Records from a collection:
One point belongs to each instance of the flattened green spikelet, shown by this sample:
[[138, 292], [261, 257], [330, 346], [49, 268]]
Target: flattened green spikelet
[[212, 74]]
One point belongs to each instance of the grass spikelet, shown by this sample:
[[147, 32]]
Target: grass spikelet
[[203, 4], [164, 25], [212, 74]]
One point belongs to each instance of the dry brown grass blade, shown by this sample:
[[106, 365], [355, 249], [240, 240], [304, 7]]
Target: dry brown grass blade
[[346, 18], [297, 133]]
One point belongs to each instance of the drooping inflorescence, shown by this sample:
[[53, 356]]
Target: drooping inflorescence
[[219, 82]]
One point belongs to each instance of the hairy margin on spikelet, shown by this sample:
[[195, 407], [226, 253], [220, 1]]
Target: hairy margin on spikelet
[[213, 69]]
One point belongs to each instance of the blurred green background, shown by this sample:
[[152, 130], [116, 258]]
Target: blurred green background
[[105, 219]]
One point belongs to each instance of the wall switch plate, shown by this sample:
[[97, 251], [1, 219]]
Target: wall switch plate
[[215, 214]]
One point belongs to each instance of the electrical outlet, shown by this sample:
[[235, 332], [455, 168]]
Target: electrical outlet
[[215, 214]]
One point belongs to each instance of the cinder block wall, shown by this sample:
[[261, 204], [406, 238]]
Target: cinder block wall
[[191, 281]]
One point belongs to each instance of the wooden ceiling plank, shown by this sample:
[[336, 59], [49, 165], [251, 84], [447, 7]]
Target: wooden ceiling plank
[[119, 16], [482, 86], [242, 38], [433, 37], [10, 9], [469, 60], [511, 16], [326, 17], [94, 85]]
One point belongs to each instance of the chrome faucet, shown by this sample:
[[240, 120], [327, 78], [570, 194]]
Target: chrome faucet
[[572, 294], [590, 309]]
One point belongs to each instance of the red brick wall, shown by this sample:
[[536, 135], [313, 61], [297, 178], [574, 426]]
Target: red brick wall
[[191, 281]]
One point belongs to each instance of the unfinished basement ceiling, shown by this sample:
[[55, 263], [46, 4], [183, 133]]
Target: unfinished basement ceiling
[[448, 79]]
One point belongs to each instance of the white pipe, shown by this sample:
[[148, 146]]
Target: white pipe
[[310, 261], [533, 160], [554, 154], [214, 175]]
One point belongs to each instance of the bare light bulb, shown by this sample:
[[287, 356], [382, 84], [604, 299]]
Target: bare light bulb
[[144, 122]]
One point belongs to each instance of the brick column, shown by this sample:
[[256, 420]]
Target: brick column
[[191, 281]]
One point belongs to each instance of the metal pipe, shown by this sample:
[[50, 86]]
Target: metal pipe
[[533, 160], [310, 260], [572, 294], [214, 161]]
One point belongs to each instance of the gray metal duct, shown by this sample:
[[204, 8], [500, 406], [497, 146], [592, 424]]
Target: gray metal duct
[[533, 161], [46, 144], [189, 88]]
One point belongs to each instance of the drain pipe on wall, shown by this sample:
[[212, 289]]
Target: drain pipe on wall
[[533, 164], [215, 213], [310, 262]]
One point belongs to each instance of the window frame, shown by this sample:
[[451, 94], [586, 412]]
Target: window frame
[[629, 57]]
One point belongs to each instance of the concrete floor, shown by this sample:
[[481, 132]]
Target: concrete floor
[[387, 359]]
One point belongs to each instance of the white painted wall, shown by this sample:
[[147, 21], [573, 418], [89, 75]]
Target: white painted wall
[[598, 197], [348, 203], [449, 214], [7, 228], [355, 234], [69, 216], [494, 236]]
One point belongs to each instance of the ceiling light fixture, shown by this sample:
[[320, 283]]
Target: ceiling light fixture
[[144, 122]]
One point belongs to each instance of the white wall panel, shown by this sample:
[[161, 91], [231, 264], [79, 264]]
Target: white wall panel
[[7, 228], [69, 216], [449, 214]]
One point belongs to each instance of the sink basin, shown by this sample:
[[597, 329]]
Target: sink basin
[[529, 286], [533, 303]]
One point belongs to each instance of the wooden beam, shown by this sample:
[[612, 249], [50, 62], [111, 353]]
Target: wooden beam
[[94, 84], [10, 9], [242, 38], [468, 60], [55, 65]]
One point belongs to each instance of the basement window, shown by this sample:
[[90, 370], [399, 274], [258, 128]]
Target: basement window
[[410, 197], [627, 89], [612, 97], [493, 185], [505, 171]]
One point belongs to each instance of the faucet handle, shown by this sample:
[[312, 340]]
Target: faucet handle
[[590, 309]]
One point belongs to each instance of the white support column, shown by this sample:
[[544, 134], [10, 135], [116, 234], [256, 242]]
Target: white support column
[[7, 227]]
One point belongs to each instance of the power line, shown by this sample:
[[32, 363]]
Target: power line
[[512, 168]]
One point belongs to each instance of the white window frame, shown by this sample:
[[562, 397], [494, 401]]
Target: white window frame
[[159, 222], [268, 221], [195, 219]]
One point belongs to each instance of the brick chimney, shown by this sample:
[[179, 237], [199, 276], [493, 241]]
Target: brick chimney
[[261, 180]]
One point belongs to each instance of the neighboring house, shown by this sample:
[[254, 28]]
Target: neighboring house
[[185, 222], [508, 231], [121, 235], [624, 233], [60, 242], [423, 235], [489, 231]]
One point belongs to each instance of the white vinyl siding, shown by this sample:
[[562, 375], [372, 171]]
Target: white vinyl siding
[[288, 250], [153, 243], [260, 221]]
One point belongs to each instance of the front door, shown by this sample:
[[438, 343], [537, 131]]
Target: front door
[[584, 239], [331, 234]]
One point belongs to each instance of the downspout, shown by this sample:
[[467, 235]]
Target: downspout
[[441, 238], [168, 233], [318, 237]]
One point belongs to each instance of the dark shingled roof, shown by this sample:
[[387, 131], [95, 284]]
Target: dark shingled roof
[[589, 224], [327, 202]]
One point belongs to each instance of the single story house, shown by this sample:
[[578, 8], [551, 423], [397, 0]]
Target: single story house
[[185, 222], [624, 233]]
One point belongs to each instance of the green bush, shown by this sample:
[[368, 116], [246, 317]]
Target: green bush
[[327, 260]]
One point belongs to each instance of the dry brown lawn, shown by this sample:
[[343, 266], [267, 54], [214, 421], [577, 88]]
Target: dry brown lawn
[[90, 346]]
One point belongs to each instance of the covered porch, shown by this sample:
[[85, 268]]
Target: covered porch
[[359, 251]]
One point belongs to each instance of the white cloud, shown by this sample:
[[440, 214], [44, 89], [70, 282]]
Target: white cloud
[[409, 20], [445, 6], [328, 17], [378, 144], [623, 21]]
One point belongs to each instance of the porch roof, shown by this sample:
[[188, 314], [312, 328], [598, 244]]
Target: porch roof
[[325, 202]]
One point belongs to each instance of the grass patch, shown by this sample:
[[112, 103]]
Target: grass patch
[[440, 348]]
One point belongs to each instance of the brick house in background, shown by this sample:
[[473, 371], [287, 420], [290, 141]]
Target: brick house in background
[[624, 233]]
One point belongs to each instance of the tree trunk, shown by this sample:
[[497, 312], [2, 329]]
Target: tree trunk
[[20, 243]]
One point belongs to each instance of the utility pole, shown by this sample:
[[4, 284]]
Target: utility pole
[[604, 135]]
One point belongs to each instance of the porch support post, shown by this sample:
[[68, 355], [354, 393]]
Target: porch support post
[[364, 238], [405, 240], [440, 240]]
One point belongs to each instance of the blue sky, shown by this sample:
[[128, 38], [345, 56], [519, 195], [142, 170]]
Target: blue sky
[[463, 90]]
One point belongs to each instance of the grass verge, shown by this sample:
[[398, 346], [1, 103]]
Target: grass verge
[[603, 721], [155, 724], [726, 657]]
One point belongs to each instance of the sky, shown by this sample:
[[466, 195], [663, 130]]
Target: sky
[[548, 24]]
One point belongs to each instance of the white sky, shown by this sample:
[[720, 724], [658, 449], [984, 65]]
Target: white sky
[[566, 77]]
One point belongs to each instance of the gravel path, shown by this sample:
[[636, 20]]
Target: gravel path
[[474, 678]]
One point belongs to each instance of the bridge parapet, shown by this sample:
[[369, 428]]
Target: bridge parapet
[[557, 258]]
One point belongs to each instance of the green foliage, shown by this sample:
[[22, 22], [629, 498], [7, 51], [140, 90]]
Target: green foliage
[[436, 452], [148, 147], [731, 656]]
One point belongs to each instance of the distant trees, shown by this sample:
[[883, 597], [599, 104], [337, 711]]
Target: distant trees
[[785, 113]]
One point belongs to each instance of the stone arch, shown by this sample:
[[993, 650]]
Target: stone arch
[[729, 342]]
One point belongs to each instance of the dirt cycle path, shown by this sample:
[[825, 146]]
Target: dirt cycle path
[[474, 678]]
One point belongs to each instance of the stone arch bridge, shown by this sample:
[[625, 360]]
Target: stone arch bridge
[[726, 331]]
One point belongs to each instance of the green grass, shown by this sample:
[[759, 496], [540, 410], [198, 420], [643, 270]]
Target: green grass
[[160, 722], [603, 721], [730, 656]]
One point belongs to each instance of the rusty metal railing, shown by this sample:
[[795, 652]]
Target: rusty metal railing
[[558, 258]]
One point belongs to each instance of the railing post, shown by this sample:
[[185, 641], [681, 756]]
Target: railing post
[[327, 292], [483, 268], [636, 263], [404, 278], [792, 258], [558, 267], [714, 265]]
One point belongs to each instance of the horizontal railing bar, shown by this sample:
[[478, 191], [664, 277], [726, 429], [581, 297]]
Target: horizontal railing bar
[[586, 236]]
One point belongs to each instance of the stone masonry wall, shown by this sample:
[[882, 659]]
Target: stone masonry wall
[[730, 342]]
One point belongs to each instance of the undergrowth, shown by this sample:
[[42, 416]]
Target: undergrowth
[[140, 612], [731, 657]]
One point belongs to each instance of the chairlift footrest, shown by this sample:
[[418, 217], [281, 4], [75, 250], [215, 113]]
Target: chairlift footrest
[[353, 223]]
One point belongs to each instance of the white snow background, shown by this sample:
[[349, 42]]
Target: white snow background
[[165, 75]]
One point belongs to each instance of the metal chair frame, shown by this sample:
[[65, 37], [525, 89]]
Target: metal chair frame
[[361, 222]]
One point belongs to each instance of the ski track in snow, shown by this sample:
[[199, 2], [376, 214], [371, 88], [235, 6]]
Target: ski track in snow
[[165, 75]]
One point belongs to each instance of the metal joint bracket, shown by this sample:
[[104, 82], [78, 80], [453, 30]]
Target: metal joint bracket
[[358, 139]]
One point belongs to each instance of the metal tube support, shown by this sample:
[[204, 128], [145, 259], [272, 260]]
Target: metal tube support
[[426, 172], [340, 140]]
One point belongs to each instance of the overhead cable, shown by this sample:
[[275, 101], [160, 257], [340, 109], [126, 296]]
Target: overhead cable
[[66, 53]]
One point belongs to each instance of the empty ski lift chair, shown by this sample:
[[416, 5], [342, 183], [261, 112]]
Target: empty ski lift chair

■ **Exercise brief**: Going back to the entries above, set down exactly the lines that begin at the one with "One point belongs to each instance of the drooping" and end at the one with "[[97, 251], [1, 219]]", both included, and nothing else.

■ **Response to this task**:
One point belongs to each instance of the drooping inflorescence, shown by this sample:
[[53, 356]]
Target: drooping inflorescence
[[219, 82]]
One point belongs to each instance of the hairy margin on spikelet, shown by this sample:
[[195, 407], [226, 253], [220, 1]]
Target: hairy margin on spikelet
[[213, 69]]
One point belongs to each instance of the blurred green background, shown by this sample:
[[152, 130], [116, 258]]
Target: blurred green background
[[105, 219]]
One point belongs to each instance of the wall switch plate, shown by this sample:
[[97, 251], [1, 219]]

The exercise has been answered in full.